*Task to complete*. Copy out every line from the one containing "If you could put a point on the brown" through the end of the entries, requests included, and shift each coordinate in the answers up by 86.

━━━━

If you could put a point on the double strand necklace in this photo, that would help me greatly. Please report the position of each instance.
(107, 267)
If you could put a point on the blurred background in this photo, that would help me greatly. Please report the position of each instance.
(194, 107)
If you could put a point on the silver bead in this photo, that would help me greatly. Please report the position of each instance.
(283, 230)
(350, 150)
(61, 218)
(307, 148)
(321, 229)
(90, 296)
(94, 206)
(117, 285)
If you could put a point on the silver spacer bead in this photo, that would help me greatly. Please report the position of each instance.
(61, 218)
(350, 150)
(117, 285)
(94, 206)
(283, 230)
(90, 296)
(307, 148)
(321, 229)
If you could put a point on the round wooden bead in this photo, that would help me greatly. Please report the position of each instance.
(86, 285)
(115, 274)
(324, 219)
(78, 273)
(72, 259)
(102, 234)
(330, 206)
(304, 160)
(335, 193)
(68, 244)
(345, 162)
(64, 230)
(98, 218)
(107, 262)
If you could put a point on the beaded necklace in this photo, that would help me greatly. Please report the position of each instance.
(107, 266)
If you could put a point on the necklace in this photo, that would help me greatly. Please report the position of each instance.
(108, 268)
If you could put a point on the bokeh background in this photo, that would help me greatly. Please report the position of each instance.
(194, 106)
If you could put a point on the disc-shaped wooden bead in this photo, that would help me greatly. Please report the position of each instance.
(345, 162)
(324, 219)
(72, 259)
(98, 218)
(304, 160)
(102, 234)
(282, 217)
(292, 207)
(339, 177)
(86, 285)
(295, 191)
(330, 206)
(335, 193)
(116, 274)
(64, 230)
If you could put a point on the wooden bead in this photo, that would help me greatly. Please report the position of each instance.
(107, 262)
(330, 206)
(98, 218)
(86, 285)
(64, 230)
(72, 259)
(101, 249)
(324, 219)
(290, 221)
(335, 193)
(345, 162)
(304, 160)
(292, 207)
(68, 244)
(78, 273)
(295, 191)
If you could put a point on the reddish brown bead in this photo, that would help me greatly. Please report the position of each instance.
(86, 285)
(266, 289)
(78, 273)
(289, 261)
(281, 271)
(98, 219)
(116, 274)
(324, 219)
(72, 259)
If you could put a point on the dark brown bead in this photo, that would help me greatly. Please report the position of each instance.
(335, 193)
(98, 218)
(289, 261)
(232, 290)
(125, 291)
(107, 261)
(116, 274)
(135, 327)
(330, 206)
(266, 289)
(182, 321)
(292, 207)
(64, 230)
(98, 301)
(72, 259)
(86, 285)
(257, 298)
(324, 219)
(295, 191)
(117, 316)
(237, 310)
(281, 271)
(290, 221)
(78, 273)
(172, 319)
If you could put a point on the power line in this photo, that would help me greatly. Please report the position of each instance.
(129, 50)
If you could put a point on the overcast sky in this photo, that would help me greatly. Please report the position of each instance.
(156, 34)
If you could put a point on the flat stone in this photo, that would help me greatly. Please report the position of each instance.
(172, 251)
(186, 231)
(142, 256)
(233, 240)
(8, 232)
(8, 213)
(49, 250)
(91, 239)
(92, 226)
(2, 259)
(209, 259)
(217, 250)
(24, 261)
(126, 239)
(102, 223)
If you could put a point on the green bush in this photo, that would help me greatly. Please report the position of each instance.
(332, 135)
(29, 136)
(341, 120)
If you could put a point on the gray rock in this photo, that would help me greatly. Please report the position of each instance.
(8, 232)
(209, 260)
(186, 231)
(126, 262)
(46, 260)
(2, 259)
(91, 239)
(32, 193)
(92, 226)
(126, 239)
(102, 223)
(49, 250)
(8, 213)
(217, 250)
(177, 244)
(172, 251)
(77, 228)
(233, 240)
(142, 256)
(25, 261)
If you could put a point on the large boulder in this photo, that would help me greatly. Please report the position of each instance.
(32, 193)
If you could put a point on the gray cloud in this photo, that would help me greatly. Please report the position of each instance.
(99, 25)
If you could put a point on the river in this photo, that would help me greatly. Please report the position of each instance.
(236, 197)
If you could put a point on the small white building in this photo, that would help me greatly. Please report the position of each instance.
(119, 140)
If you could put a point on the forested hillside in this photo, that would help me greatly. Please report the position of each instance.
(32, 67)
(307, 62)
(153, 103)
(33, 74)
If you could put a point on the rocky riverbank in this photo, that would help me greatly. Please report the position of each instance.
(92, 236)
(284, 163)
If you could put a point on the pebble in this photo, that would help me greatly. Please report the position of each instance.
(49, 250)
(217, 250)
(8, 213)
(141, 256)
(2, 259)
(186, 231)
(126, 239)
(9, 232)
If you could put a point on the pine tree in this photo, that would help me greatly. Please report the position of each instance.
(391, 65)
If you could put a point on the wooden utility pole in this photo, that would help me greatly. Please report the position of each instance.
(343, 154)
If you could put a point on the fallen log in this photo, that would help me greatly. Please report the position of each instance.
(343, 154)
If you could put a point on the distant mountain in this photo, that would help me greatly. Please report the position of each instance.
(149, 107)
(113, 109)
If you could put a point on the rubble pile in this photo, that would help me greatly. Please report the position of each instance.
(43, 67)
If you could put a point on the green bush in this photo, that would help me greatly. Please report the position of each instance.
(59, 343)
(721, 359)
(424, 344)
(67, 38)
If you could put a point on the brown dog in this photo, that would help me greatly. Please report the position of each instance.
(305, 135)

━━━━

*Solution below*.
If you could put a point on the brown dog in this photo, that would help me greatly. Please report the position of each instance.
(391, 221)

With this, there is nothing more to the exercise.